本文抜粋:
---+---
「過疎地ライドシェア」のススメ 〜GovTech企業が目指す日本版ライドシェア〜

パブリックテクノロジーズはライドシェアに取り組む日本の企業です
2023年8月は、日本で「ライドシェア」という言葉が急速に広がりを見せた月となりました。 しかし、「そもそもライドシェアとは何なのかよくわからない」「なぜライドシェアを解禁する必要があるの?」と思っている方も多いのではないでしょうか。
ライドシェアの意味するものは人によって違いがあるものの、「車での移動をシェアすること」であることは共通しています。
よく知られているカーシェアは車をシェアリングすることですが、そこから一歩進んで、同じ場所に行きたい人たちが目的地までの移動(=ライド)そのものを共有(=シェアリング)する仕組みということができます。
ライドシェアはタクシーと比較されることが多くあります。タクシーでは専用の車と専門のドライバーが一定の地域内だけを運行しているのに対して、ライドシェアでは車・ドライバー・目的地を自由に組み合わせて、柔軟に運行することができるという違いがあります。タクシーが営業許可によってドライバーの質を担保している一方で、ライドシェアでは利用者の方がドライバーを評価することで質を担保しているという違いもあります。
現在タクシー業界は、慢性的な「ドライバー不足」という問題に悩まされているため、「タクシーを呼んでも来ない」「何時間も待たされてしまう」というケースが多く起きてしまっています。
そして、新しい移動のかたちであるライドシェアの実現に向けた規制緩和を求める声が上がり始めているのです。
海外では、「Uber Eats」で有名なUber社がライドシェア事業を世界的に展開するなど、ライドシェアが交通手段の1つとして幅広く普及しています。
私たちは、日本でライドシェア解禁に向けた議論が盛り上がりを見せる中、今後の日本で必要となるライドシェアの形を模索し、「いつでも、どこでも、どこへでも行ける」交通を目指して取組を進めています。
日本のライドシェアの現状と課題
「ライドシェア解禁」という言葉からも分かるように、現在の日本ではライドシェアは禁止されています。「道路運送法」という法律によって、タクシー事業者やバス事業者などの決められた事業者以外は、乗客を乗せて目的地に届けるというサービスを提供することができないからです。他にも、「道路交通法」という法律によって、専用の免許を取得した人以外はこうしたサービスのドライバーとなることができません。このようなルールに沿っていないサービスは「白タク」と呼ばれ、処罰の対象になってしまいます。
---+---
抽出データ:
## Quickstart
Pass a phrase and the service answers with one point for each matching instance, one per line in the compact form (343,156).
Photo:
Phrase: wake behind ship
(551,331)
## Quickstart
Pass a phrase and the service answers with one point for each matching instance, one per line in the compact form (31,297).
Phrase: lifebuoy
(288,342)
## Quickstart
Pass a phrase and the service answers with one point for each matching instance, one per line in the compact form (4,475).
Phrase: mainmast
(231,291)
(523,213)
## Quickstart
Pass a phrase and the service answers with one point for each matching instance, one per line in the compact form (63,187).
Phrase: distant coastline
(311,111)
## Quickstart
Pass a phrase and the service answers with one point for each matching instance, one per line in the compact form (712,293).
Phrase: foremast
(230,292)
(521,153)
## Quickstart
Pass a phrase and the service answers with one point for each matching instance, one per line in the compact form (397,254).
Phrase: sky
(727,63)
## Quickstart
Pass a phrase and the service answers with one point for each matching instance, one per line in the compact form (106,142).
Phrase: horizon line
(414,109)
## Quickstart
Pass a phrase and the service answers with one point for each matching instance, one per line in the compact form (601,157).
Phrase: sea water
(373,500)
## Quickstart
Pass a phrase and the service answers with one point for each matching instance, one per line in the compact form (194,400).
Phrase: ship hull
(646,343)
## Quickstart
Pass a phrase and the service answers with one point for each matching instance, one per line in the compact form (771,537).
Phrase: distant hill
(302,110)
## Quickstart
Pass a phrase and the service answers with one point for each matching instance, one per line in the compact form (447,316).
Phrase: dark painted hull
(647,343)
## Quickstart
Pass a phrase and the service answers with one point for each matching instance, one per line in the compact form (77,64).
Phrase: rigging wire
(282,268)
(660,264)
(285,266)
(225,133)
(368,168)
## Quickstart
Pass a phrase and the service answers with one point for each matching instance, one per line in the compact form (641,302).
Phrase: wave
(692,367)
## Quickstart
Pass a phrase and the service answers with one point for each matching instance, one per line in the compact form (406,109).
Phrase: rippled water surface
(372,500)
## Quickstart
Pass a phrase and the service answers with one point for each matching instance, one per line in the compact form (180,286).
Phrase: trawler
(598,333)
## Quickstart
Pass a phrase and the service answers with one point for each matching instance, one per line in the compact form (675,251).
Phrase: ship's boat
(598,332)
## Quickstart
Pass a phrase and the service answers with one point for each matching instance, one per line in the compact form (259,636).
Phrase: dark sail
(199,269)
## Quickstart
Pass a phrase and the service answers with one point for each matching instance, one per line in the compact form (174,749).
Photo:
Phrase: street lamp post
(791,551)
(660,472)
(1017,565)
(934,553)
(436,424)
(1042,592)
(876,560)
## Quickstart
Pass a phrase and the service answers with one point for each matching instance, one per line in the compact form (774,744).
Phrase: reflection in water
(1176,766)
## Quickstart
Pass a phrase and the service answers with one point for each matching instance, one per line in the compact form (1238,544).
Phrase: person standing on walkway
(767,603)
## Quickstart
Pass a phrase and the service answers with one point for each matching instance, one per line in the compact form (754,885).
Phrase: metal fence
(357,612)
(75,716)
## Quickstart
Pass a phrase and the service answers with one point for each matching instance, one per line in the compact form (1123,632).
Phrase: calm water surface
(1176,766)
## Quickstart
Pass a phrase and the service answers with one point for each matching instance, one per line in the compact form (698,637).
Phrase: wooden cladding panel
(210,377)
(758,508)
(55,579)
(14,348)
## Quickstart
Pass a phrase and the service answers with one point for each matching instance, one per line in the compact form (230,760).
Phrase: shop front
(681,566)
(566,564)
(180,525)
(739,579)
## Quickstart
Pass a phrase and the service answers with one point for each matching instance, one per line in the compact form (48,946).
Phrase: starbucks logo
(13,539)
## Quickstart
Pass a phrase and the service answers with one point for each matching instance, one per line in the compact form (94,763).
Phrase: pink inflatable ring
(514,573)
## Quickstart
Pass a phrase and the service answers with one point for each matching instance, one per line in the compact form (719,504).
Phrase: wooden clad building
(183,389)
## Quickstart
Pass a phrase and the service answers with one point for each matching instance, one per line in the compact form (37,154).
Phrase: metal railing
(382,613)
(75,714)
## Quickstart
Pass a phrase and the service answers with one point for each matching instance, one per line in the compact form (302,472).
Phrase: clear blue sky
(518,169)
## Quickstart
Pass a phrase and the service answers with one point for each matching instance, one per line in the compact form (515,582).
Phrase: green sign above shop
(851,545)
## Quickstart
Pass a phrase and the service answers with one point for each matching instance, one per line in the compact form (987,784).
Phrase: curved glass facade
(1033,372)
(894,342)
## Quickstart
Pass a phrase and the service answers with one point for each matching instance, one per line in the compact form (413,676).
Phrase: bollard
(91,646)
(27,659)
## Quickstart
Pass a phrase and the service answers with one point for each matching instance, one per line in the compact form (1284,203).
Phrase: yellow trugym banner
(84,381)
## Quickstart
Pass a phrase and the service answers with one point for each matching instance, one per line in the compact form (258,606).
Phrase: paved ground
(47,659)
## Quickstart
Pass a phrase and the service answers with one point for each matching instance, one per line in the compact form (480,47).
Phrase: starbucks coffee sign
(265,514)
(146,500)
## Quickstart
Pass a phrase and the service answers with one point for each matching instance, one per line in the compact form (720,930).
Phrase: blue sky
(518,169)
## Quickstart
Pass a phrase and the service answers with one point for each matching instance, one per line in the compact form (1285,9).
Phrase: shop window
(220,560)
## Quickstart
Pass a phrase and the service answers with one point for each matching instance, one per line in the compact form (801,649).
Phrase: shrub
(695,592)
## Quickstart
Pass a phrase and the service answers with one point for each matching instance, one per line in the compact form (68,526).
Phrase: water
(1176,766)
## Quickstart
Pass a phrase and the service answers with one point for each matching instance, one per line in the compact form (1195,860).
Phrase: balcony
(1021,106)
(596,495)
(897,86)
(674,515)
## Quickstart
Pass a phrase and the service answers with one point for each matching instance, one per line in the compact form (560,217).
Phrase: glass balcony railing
---+---
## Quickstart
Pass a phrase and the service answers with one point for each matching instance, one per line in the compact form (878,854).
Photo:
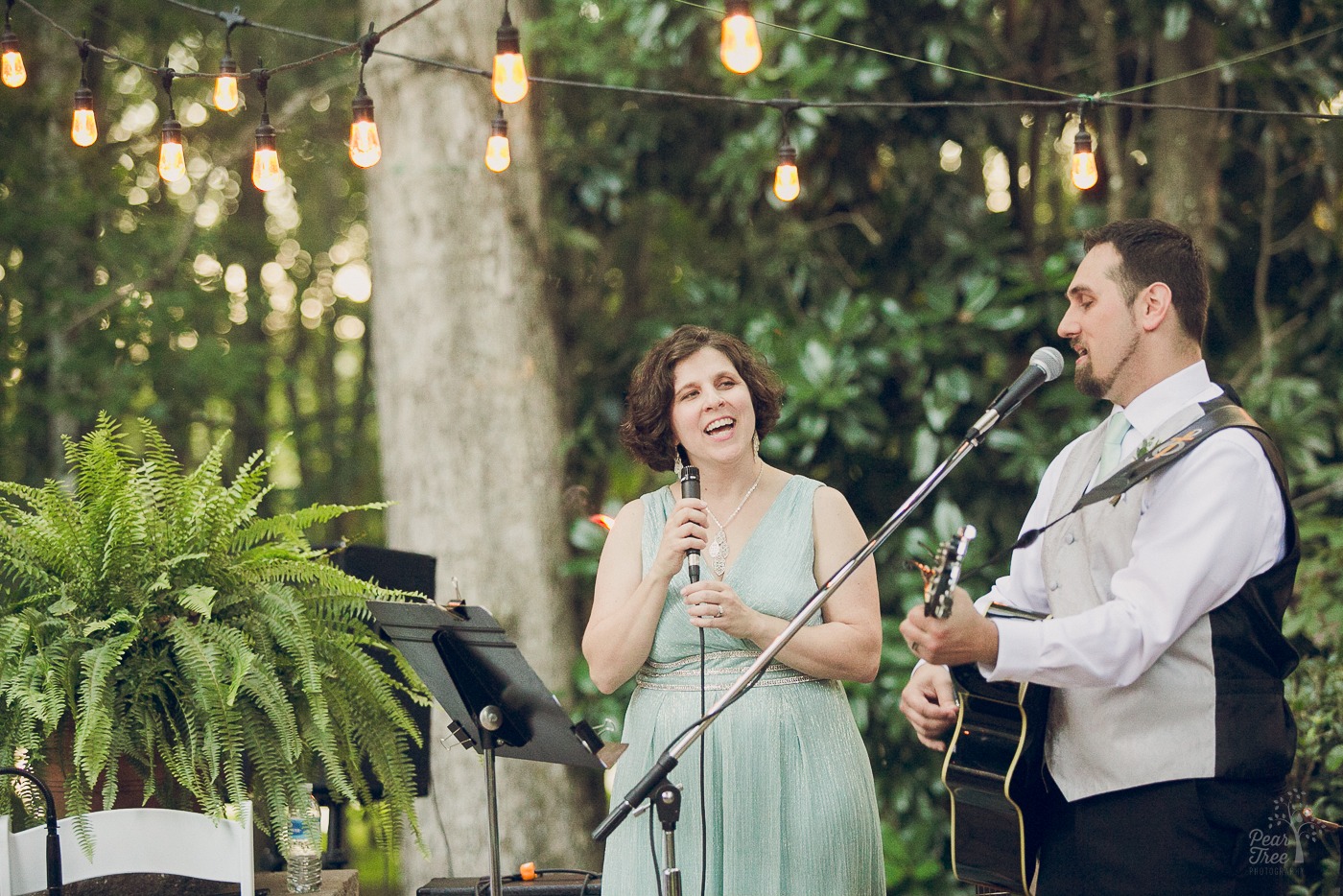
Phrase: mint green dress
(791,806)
---+---
課題内容:
ライドシェアについての本文のうち、「現在タクシー業界は、慢性的な」を含む語句で始まり「として幅広く普及しています。」で終わる部分を、一字一句変えずに書き写してください。 抽出データの各行は、本文とは別個の資料です。

出力結果:
現在タクシー業界は、慢性的な「ドライバー不足」という問題に悩まされているため、「タクシーを呼んでも来ない」「何時間も待たされてしまう」というケースが多く起きてしまっています。
そして、新しい移動のかたちであるライドシェアの実現に向けた規制緩和を求める声が上がり始めているのです。
海外では、「Uber Eats」で有名なUber社がライドシェア事業を世界的に展開するなど、ライドシェアが交通手段の1つとして幅広く普及しています。